Dataset records:

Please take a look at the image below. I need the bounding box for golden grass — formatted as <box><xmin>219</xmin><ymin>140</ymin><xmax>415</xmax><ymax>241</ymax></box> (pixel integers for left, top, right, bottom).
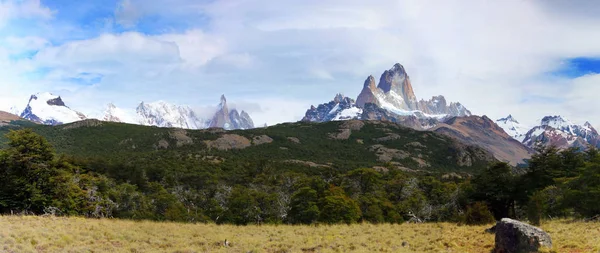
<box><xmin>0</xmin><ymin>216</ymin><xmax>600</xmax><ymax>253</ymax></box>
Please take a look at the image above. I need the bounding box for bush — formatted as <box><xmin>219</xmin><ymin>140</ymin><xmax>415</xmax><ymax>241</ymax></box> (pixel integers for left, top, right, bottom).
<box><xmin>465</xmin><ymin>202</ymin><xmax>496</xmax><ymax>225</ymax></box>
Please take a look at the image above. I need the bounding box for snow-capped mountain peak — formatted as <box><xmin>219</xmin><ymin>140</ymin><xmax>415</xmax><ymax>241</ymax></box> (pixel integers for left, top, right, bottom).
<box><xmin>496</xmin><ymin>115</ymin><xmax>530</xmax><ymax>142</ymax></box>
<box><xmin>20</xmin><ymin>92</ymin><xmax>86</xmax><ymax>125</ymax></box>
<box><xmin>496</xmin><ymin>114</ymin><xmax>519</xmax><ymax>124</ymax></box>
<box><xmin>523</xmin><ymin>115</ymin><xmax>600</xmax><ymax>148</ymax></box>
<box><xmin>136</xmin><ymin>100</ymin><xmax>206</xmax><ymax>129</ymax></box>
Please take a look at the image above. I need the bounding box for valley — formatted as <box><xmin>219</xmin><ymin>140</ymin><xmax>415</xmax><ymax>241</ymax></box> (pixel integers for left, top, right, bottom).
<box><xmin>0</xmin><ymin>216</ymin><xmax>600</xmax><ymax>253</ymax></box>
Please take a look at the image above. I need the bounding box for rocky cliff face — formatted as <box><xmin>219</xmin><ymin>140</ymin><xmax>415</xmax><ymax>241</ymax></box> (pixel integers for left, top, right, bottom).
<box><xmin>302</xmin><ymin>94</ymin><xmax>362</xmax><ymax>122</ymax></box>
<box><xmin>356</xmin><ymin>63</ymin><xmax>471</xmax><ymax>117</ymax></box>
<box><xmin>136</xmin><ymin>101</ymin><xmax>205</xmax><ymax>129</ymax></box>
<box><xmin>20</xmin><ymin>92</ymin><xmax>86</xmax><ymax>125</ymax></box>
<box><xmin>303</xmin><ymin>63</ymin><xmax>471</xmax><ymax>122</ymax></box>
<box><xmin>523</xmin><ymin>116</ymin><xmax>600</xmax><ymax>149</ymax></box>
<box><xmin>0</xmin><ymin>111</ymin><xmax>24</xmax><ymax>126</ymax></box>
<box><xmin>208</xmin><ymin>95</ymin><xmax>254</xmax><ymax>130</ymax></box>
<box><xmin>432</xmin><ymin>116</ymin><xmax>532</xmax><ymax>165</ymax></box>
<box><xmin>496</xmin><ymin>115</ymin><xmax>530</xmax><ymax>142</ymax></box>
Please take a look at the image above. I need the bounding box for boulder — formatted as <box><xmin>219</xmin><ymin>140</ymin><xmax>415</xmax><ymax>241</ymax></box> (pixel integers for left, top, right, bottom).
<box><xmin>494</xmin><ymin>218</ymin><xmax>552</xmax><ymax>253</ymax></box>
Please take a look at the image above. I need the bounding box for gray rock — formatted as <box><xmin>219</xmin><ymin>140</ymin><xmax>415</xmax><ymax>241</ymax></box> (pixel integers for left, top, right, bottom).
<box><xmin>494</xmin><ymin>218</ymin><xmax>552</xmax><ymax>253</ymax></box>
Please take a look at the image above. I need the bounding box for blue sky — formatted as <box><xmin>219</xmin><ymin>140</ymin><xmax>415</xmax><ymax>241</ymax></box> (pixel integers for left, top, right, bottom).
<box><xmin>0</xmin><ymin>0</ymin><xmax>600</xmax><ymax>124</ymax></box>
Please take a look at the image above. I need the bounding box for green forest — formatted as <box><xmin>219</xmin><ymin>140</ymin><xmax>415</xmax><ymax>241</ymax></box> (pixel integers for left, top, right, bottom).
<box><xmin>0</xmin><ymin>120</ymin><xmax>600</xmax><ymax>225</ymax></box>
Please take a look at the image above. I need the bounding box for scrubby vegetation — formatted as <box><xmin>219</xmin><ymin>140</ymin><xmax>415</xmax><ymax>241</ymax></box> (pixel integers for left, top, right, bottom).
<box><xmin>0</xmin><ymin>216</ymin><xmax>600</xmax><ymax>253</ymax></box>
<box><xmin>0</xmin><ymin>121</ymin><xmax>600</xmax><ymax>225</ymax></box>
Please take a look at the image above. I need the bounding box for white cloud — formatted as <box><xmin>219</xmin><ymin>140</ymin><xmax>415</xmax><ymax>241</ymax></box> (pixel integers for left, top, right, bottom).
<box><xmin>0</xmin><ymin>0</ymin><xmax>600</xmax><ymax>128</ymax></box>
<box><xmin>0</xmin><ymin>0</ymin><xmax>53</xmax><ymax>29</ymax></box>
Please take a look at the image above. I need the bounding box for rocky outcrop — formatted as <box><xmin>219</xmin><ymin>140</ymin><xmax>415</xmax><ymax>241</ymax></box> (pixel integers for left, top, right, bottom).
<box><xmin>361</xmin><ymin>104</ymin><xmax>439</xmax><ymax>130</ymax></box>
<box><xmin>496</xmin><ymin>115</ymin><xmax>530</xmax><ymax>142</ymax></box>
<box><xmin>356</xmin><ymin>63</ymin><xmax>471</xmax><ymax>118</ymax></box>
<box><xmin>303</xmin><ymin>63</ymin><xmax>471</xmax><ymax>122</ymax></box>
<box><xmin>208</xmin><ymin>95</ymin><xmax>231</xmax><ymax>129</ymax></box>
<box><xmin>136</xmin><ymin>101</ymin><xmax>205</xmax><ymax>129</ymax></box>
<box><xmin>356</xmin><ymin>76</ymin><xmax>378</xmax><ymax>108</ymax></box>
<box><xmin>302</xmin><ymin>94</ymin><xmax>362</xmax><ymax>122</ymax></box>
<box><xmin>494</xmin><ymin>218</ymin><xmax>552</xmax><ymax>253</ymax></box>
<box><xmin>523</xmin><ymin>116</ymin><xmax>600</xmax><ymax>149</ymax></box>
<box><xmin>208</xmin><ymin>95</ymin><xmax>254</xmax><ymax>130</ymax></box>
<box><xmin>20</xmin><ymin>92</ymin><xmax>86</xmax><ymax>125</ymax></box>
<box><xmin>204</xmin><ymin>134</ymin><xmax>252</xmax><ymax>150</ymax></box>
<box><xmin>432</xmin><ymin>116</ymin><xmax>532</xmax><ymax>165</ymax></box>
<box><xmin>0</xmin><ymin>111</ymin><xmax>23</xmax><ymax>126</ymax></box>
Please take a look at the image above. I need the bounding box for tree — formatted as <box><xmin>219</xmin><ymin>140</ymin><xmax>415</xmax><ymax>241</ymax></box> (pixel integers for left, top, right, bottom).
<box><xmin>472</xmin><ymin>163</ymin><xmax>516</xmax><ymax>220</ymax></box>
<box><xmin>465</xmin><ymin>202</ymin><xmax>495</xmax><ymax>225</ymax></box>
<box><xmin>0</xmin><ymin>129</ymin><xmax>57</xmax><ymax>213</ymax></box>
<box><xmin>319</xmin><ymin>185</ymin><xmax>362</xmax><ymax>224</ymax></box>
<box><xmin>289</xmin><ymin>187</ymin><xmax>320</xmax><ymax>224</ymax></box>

---

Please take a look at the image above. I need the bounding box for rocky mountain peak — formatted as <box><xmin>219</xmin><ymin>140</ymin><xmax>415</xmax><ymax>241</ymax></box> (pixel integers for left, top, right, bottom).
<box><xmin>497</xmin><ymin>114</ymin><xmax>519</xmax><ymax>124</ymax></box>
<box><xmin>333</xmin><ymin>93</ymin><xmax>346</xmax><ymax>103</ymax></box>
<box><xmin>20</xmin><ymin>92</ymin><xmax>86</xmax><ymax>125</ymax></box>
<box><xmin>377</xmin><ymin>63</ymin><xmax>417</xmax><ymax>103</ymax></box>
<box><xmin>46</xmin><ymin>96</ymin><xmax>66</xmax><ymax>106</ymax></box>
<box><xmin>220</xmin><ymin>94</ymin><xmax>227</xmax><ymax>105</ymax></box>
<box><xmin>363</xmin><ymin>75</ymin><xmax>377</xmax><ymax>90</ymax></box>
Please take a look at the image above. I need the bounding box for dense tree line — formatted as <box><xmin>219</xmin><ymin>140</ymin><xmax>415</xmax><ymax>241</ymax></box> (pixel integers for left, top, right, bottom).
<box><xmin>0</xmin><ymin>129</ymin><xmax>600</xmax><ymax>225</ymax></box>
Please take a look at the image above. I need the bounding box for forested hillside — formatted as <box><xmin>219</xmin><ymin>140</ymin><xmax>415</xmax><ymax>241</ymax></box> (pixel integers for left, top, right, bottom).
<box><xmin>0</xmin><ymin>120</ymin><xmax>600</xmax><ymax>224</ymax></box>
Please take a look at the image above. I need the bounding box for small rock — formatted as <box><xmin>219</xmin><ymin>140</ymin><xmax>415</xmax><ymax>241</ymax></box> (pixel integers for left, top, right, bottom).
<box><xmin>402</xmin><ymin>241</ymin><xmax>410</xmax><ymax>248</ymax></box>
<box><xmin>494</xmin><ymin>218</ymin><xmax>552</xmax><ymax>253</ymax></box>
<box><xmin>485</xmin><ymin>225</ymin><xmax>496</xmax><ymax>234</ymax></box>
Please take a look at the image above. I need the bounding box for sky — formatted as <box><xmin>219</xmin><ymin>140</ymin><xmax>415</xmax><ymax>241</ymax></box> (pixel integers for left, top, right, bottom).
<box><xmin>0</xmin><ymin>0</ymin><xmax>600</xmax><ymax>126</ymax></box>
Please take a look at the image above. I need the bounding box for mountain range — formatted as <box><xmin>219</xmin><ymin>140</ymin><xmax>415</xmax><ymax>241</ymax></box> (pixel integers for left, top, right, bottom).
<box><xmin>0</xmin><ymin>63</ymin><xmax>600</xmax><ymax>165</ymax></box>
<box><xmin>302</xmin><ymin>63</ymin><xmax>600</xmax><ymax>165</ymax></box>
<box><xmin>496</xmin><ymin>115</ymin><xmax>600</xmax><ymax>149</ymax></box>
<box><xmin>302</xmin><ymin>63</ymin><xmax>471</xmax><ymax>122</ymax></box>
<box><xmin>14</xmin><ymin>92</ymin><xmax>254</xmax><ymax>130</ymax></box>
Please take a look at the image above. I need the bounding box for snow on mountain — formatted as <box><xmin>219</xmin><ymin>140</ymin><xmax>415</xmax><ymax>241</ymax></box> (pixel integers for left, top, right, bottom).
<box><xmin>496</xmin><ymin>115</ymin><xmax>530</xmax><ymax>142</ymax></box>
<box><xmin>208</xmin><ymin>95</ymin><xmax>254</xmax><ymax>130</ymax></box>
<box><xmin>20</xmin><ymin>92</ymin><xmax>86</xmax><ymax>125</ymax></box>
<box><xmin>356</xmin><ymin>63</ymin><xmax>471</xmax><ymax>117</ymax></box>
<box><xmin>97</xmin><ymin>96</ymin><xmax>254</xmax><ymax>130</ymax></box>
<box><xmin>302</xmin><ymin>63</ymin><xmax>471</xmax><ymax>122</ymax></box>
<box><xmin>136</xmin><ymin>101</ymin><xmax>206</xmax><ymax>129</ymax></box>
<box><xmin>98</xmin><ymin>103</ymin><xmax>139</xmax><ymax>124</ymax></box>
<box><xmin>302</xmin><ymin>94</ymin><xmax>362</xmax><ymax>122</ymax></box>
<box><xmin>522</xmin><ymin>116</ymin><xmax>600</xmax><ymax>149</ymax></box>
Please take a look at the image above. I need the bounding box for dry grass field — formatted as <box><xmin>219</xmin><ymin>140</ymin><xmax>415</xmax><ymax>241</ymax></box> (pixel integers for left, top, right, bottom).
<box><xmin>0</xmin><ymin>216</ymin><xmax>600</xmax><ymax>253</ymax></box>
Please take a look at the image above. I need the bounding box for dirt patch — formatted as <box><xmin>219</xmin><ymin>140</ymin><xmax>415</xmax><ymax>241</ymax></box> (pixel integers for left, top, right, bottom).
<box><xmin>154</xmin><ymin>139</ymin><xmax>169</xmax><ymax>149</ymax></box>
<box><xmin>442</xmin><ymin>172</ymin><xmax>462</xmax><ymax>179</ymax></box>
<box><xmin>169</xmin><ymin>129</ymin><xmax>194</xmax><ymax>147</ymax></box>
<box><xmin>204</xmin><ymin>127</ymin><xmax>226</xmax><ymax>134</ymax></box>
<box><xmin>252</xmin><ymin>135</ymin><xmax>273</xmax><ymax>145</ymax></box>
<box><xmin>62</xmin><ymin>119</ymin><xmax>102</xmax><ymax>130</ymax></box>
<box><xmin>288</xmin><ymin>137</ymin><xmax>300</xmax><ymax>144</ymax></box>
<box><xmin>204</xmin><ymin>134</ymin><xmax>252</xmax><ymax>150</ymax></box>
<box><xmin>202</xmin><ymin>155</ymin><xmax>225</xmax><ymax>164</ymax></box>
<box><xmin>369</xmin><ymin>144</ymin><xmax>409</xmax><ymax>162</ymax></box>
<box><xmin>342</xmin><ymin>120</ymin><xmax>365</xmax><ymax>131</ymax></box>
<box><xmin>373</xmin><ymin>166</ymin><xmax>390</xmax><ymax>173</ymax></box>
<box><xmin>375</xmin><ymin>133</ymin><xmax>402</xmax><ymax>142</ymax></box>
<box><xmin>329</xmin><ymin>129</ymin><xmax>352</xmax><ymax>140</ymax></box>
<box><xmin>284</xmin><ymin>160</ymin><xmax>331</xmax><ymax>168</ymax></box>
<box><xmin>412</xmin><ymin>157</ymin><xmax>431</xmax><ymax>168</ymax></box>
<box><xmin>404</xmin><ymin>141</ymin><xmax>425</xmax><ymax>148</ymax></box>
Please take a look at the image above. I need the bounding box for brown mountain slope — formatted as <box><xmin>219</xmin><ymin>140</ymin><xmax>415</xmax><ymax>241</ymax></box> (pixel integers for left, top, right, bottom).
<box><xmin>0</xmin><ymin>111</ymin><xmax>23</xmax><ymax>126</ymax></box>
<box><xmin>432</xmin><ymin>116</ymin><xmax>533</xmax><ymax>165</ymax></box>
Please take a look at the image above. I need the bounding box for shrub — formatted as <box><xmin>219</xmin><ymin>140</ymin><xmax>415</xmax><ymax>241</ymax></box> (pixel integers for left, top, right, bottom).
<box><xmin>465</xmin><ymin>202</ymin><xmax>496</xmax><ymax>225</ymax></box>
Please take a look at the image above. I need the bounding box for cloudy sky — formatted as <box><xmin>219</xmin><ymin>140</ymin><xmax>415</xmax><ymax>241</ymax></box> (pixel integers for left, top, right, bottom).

- [Work to be completed]:
Identify every line of the records that contains the string "grass", and copy each of those lines in full. Matching is case-sensitive.

- [Result of the exercise]:
Please take a look at the image below. I need the bounding box for golden grass — formatted as <box><xmin>219</xmin><ymin>140</ymin><xmax>415</xmax><ymax>241</ymax></box> (pixel integers for left, top, right, bottom).
Please take a look at the image above. I need the bounding box for dry grass field — formatted as <box><xmin>219</xmin><ymin>140</ymin><xmax>415</xmax><ymax>241</ymax></box> (pixel integers for left, top, right, bottom).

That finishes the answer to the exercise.